[Excerpted passage]
>>>
Discusses the practical issues and techniques for data importing, tidying, transforming, and modeling. Offers a gentle introduction to techniques for processing big data. Programming is a cross-cutting aspect of the course. Offers students an opportunity to gain experience with data science tools through short assignments. Course work includes a term project based on real-world data. Covers data management and processing—definition and background; data transformation; data import; data cleaning; data modeling; relational and analytic databases; basics of SQL; programming in R and/or Python; MapReduce fundamentals and distributed data management; data processing pipelines, connecting multiple data management and analysis components; interaction between the capabilities and requirements of data analysis methods (data structures, algorithms, memory requirements) and the choice of data storage and management tools; and repeatable and reproducible data analysis.

DS 5220. Supervised Machine Learning and Learning Theory. 4 Hours.

Introduces supervised machine learning, which is the study and design of algorithms that enable computers/machines to learn from experience or data, given examples of data with a known outcome of interest. Offers a broad view of models and algorithms for supervised decision making. Discusses the methodological foundations behind the models and the algorithms, as well as issues of practical implementation and use, and techniques for assessing the performance. Includes a term project involving programming and/or work with real-life data sets. Requires profiency in a programming language such as Python, R, or MATLAB.

DS 5230. Unsupervised Machine Learning and Data Mining. 4 Hours.

Introduces unsupervised machine learning and data mining, which is the process of discovering and summarizing patterns from large amounts of data, without examples of data with a known outcome of interest. Offers a broad view of models and algorithms for unsupervised data exploration. Discusses the methodological foundations behind the models and the algorithms, as well as issues of practical implementation and use, and techniques for assessing the performance. Includes a term project involving programming and/or work with real-life data sets. Requires profiency in a programming language such as Python, R, or MATLAB.

DS 5500. Information Visualization: Applications in Data Science. 4 Hours.

Offers students an opportunity to develop effective communication skills with data by drawing from different disciplines including physics, biology, health science, social science, geography, business, and economics. Introduces principles of effective oral and written communication and a wide range of visual data encodings and representations. Covers the foundational principles for visual representations, including human vision and perception and basic interactivity. A semester-long project requires students to translate the domain science or technology problem into the language of data science; design, evaluate, implement, and deploy both static and interactive visualizations of data and data analysis results; translate the results into the language of the original science or technology problem; communicate the findings in oral and written form; and provide constructive criticism of other examples of data communication and visualization.
<<<
[Recorded information]
>>>
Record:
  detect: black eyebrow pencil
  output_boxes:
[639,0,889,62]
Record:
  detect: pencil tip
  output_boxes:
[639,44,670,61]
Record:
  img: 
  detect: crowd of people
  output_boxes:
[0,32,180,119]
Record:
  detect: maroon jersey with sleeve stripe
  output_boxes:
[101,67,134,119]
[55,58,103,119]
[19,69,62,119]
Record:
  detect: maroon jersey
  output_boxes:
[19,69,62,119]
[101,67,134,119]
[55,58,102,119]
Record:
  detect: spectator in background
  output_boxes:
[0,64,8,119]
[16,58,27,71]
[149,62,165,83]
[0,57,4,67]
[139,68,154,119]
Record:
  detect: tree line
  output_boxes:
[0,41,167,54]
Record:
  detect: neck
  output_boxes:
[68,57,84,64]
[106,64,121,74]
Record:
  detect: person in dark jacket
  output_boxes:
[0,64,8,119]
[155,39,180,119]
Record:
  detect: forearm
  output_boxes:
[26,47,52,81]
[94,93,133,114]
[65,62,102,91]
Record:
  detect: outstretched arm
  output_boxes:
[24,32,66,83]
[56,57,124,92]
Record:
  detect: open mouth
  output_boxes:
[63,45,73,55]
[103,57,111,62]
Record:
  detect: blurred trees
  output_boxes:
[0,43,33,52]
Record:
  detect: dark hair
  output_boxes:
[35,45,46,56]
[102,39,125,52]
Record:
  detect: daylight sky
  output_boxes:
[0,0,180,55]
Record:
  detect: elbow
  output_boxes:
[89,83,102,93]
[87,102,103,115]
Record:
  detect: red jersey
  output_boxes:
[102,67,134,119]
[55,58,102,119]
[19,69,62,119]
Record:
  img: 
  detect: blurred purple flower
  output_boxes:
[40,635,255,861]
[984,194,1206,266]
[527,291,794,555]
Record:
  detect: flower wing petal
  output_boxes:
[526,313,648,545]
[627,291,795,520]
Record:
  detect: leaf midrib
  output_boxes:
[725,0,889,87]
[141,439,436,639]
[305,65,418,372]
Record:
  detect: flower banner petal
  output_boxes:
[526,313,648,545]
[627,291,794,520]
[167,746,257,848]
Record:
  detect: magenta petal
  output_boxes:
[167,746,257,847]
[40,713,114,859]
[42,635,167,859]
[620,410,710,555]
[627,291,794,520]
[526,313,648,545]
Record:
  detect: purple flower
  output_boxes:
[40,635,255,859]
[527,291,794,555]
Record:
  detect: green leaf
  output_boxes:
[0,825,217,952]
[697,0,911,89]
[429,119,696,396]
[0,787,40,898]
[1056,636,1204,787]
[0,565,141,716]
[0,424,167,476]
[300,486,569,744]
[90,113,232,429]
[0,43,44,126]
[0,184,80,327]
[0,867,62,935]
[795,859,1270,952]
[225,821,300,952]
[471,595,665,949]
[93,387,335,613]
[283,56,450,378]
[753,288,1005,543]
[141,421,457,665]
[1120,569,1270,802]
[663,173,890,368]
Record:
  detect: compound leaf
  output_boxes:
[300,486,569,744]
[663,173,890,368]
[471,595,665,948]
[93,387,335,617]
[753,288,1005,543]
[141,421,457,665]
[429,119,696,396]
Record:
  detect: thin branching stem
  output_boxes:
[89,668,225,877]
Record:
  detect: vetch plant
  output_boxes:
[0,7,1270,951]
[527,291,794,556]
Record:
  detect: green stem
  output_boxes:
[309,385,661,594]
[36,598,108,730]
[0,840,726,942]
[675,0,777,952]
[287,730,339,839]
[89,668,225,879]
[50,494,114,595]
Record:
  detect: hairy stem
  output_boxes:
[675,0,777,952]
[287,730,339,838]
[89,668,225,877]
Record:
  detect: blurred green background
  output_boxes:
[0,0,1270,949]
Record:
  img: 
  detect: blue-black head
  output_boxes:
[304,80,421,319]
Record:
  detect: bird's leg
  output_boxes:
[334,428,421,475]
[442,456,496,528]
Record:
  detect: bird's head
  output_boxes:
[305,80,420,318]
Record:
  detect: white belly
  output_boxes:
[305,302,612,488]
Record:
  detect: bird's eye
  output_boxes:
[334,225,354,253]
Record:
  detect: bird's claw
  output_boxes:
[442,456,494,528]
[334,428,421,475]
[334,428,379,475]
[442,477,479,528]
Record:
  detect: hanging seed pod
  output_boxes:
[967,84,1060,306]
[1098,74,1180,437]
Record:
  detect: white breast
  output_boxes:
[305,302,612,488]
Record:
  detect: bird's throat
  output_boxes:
<<<
[Action item] List every discipline that the course descriptions name as a source for developing data communication skills in the information visualization course.

[Written answer] Physics, biology, health science, social science, geography, business, and economics.